» **本文抜粋**
1963年に製作されたハリウッド映画に「北京の55日」があります。
1900年に勃発した義和団事件を題材に描かれたハリウッドお得意の歴史スペクタクルです。
主演はチャールトン・へストン。監督はニコラス・レイ。
ヒロインは、少々お年を召したてはいましたがまだまだ綺麗なエヴァ・ガードナー。
ハリウッド最後の70mm大画面大作シネマと言われる作品です。
世界史は決して得意というわけではありませんでしたが、映画は好きでしたので、映画経由でインプットされたビジュアルな歴史知見は意外と残っていたりします。
義和団の大軍が、赤い布をかぶり、薙刀で紫禁城に襲いかかるスペクタクル・シーンは確かに圧巻でした。
主演はハリウッド歴史スペクタクルの「顔」ともいうべきチャールトン・へストンです。
彼が演じた世界史上の人物はかなりいます。
「十戒」のモーセにはじまり、「華麗なる激情」ではミケランジェロ、「アントニーとクレオパトラ」では、ローマ時代の英雄アントニー、「エル・シド」ではレコンキスタの英雄ロドリーゴ・ディアス・デ・ビバールなどなど。
「北京の55日」で、彼が演じたのはアメリカ軍のマット・ルイス少佐でした。
この人物は、この時のアメリカ軍のジョン・トーマス・ハリー軍曹がモデルとされていますが、実在の人物ではありません。
しかし映画では、ルイス少佐は、夜陰に紛れ、義和団の武器庫を爆破したり、北京城では獅子奮迅の活躍をして、外国人公使たちの命を、義和団の蛮行から守り抜きます。
この様子が、わかりやすく歌になっています。
歌詞が、まるまる映画の内容そのままなので、これには思わずニンマリ。
映画「北京の55日」の主題歌を歌ったのが、アメリカのフォークソング・コーラス・グループのブラザーズ・フォーです。
これの日本語版を歌ったのが、デューク・エイセスと克美しげる。
この日本編集のYouTube動画を見つけましたが、この歌詞とデフォルメされた日本軍の活躍は一見の価値あり。
是非ご覧あれ。
https://youtu.be/pVbs5kXx00Q?si=JJmwU_kPKxk41bzJ
さて、義和団事件ですが、これが改めて歴史を紐解いてみるとなかなか面白いんですね。
世界史の中の事件ですから、日本はあまり関係ないように思ってしまいますがさにあらず。
実は、日本人の目から見れば見るほど、この世界史の一幕はかなり痛快です。
まずは、義和団事件が起こるまでの背景を、「トリオ・ザ・AI」にザクッとまとめてもらいました。
義和団事件は、19世紀末の清朝末期に中国で発生した西洋人排外運動です。
1899年、山東省の農民や武術家たちが、キリスト教の布教や外国の侵略に反対して結成した義和団が、清朝政府の支援を受けて外国勢力と衝突し、国際的な対立に発展しました。
義和団は、白蓮教の教えをベースとした秘密結社であり、武術や呪術を修行していました。
彼らは自分たちは神によって守られていると信じていました。

» **提供資料**
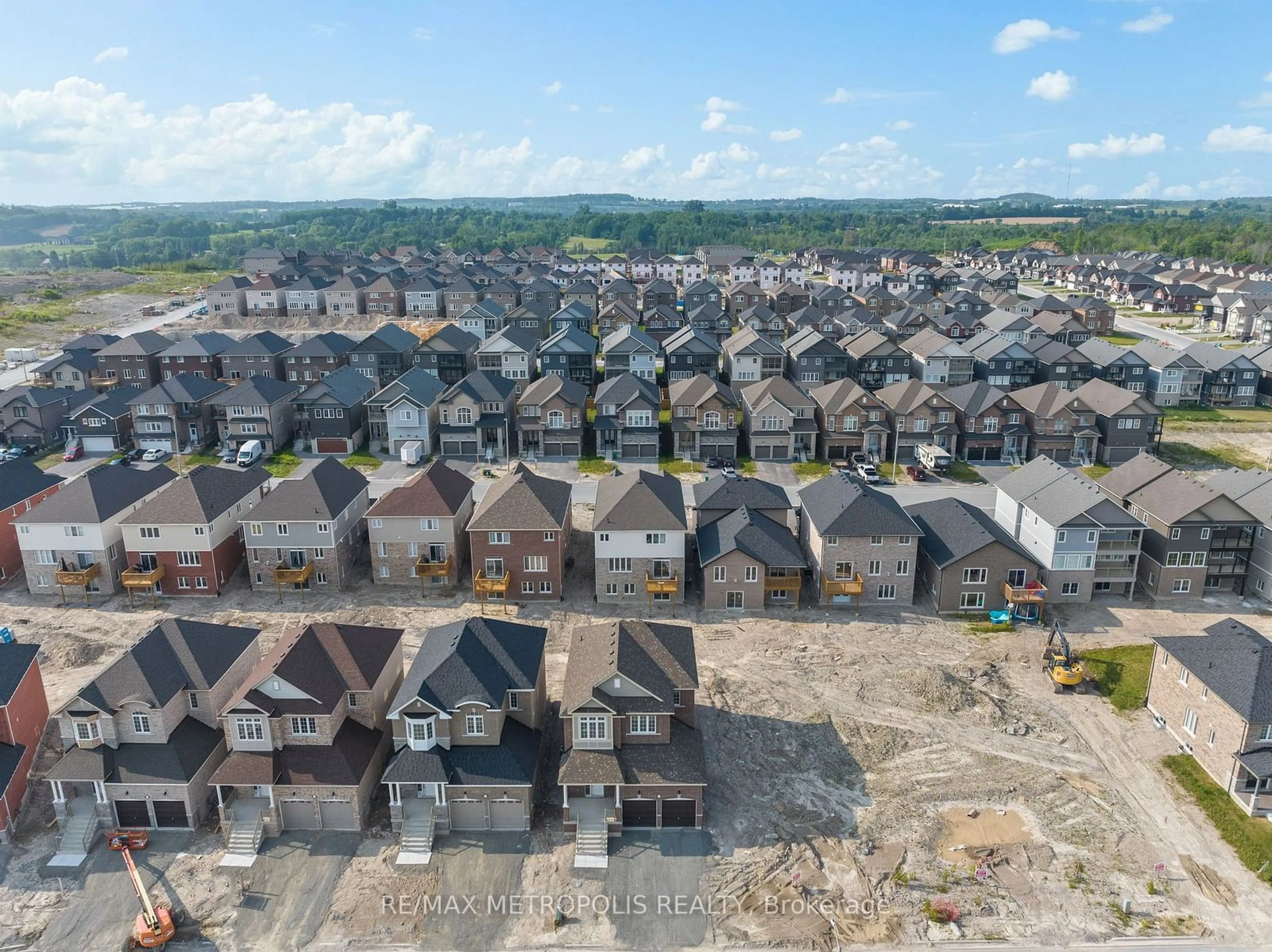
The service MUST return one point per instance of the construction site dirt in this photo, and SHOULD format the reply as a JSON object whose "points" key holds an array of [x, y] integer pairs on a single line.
{"points": [[863, 771]]}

» **課題一覧**
1. 本文抜粋で、主演俳優が演じた世界史上の人物として名前が挙がっている人物を、すべて挙げよ。
2. 本文抜粋によると、映画「北京の55日」の主題歌を歌ったのは誰か。
3. 本文抜粋のうち、「この人物は、この時のアメリカ」で始まり「クッとまとめてもらいました。」で終わる部分を、一字一句変えずに書き写せ。
提供資料は参照しなくても作業できる。

» **解答一覧**
1. モーセ、ミケランジェロ、アントニー、ロドリーゴ・ディアス・デ・ビバール

2. アメリカのフォークソング・コーラス・グループのブラザーズ・フォーである。

3.
この人物は、この時のアメリカ軍のジョン・トーマス・ハリー軍曹がモデルとされていますが、実在の人物ではありません。
しかし映画では、ルイス少佐は、夜陰に紛れ、義和団の武器庫を爆破したり、北京城では獅子奮迅の活躍をして、外国人公使たちの命を、義和団の蛮行から守り抜きます。
この様子が、わかりやすく歌になっています。
歌詞が、まるまる映画の内容そのままなので、これには思わずニンマリ。
映画「北京の55日」の主題歌を歌ったのが、アメリカのフォークソング・コーラス・グループのブラザーズ・フォーです。
これの日本語版を歌ったのが、デューク・エイセスと克美しげる。
この日本編集のYouTube動画を見つけましたが、この歌詞とデフォルメされた日本軍の活躍は一見の価値あり。
是非ご覧あれ。
https://youtu.be/pVbs5kXx00Q?si=JJmwU_kPKxk41bzJ
さて、義和団事件ですが、これが改めて歴史を紐解いてみるとなかなか面白いんですね。
世界史の中の事件ですから、日本はあまり関係ないように思ってしまいますがさにあらず。
実は、日本人の目から見れば見るほど、この世界史の一幕はかなり痛快です。
まずは、義和団事件が起こるまでの背景を、「トリオ・ザ・AI」にザクッとまとめてもらいました。